> _WHAT IS REQUIRED_
Restate all of the data exactly.

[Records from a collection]

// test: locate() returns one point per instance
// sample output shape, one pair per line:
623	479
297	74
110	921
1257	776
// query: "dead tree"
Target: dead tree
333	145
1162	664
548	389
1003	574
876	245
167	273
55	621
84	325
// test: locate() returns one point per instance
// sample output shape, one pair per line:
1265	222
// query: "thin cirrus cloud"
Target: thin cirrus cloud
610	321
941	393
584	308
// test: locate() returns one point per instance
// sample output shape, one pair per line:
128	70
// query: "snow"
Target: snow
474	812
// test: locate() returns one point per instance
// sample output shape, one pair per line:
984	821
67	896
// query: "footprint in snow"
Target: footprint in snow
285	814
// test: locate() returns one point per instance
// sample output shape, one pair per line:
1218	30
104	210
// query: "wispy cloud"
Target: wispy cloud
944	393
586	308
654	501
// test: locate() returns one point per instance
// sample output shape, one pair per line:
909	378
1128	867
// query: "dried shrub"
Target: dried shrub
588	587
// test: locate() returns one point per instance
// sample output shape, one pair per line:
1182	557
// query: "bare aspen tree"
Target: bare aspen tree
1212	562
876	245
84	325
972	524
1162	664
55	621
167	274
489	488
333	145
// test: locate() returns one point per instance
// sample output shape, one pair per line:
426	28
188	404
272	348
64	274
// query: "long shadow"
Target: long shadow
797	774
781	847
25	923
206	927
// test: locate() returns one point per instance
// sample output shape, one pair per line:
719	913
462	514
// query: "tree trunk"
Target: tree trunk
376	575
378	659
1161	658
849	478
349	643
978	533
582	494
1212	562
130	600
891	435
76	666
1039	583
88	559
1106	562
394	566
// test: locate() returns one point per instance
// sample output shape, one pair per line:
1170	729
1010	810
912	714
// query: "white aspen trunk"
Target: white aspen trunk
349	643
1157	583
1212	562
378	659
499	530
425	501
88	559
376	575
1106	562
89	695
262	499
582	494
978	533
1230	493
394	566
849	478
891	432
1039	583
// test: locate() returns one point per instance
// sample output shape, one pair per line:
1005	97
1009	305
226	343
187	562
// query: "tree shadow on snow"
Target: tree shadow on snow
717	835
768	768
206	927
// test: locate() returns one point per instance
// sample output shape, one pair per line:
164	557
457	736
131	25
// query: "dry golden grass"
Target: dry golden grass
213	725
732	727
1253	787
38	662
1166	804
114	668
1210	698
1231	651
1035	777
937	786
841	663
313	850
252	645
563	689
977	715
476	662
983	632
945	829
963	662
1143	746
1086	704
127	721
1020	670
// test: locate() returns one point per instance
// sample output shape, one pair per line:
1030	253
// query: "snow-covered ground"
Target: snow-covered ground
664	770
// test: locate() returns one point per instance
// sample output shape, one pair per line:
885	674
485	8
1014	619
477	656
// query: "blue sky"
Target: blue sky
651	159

> _ANSWER FOR THIS EXERCISE_
// test: locate() returns one point per instance
// sample output shape, one pair per line:
623	479
297	74
110	921
1257	776
// query: "dead tree"
Target: dead tree
333	145
1162	664
548	389
1003	574
876	245
167	273
55	621
84	325
// test: locate() returns one point per instance
// sample output shape, one pair per line:
1265	222
// query: "thin cirrus cloud"
Target: thin cirrus cloud
610	321
941	393
584	308
// test: locate() returns one point per instance
// sample output shape, one pair per line:
128	70
// query: "snow"
Target: snow
474	812
// test: locate() returns one point per instance
// sample output shape, one pair per line:
984	821
67	896
// query: "footprint in snow"
Target: footprint in snow
285	814
// test: locate() returns one point per instance
// sample output shape, one pair per line:
1218	30
104	210
// query: "wispy cloud"
Target: wispy cloud
944	393
586	308
654	501
// test: locate() returns one point per instance
// sample output shape, one pair per line:
909	378
1128	867
// query: "dried shrub"
Target: dried shrub
588	587
// test: locate() returns one point per instance
// sample output shape, one pair per line:
1182	557
// query: "bare aspen tree"
Target: bare aspen tree
1212	562
876	245
84	325
972	524
1162	664
55	621
167	274
489	488
333	145
// test: locate() returns one point per instance
// sample output shape, one pair per line:
426	28
188	404
272	348
64	274
// query: "long shadow"
Target: long shadow
797	774
781	847
25	923
206	927
// test: locate() returns one point per instance
// sample output shape, one pair per line:
719	913
462	514
// query: "tree trunk"
Target: tree trunk
376	575
378	659
1161	658
849	478
349	643
978	533
582	494
1212	562
130	600
891	435
76	666
1039	583
88	559
1106	562
394	566
// test: locate() returns one point per instance
// sample output shape, one pair per line:
1170	729
1010	810
912	714
// query: "white aspen trunk"
Target: white aspen trunk
349	643
1157	583
1212	562
378	659
499	530
425	501
88	559
376	575
1106	562
89	695
262	499
582	494
978	533
1230	493
394	566
849	478
891	432
1039	583
// test: locate() returns one point per instance
// sample output shape, one pair per line:
1005	97
1009	305
226	343
187	562
// query: "tree shadow on snow"
Target: tree shadow on snow
717	835
768	768
206	927
// test: locate() returns one point per instance
// sample output shape, one pair per line:
164	557
457	736
131	25
// query: "dry golden grass"
Target: dry golden grass
213	725
732	727
1253	787
38	662
1166	804
114	668
1210	698
1231	651
1035	777
937	786
841	663
313	850
252	645
563	689
977	715
476	662
983	632
945	829
963	662
1143	746
1086	704
127	721
1020	670
// test: locate() returns one point per instance
// sample output shape, one pair per line:
1030	253
// query: "snow-covered ground"
Target: snow-covered ground
664	770
// test: locate() returns one point per instance
// sample output shape, one pair per line:
885	674
485	8
1014	619
477	656
// query: "blue sky"
Target: blue sky
651	159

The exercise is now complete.